Task brief.
Read the lines below and count those that have the word "rear". Respond with the number only.

Supplied records.
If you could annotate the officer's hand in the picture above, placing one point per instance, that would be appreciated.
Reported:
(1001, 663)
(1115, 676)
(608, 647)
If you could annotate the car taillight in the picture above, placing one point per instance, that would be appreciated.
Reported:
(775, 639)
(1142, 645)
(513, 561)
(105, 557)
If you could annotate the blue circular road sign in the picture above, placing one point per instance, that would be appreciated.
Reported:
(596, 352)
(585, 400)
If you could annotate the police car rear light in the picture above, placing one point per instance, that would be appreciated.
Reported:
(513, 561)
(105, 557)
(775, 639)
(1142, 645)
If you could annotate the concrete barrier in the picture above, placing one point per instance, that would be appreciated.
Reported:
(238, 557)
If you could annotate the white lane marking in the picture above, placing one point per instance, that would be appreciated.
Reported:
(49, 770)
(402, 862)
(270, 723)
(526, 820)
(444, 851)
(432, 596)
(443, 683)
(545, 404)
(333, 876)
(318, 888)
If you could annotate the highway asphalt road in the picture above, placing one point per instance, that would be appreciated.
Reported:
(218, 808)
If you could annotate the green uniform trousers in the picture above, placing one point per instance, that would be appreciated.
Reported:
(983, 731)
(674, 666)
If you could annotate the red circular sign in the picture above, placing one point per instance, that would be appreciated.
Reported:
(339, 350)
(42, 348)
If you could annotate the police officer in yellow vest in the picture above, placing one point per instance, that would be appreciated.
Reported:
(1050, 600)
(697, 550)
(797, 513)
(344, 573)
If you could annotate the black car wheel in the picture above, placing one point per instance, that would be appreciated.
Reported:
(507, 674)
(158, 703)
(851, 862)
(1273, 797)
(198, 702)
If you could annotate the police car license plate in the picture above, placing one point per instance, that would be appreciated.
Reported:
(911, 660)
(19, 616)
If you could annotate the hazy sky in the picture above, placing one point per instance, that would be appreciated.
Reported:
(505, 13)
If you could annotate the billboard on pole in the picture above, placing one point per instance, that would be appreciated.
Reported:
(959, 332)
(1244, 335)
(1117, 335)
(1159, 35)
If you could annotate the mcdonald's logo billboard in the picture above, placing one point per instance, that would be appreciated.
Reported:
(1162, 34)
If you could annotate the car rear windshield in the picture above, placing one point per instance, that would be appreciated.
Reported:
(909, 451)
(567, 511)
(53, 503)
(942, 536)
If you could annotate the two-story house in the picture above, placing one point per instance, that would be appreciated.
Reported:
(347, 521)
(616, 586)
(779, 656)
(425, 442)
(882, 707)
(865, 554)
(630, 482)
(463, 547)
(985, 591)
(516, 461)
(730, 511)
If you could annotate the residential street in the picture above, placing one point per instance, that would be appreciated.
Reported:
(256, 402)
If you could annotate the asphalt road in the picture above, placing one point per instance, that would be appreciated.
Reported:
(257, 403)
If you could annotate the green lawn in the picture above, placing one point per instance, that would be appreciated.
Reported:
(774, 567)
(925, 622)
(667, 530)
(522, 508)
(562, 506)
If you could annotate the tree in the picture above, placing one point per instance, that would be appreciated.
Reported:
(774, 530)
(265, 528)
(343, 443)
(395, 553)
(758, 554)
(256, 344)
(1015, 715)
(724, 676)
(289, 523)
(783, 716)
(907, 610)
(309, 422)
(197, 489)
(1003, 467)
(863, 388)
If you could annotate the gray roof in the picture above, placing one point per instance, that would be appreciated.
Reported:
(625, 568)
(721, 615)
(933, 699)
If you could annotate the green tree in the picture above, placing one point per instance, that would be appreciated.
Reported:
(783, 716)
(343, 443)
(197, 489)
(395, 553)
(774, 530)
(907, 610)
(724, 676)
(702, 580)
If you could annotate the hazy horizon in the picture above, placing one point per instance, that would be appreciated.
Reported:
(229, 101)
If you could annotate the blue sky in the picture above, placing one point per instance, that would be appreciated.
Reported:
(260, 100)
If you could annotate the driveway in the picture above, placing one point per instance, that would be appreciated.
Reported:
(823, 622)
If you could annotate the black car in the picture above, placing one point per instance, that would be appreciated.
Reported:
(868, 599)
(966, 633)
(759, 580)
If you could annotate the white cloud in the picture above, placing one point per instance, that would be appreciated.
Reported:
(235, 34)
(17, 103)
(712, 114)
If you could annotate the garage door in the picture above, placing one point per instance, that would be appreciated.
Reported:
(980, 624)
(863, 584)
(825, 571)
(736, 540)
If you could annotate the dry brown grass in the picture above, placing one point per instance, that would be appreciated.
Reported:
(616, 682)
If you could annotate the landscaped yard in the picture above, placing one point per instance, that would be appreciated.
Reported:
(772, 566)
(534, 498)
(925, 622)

Result.
2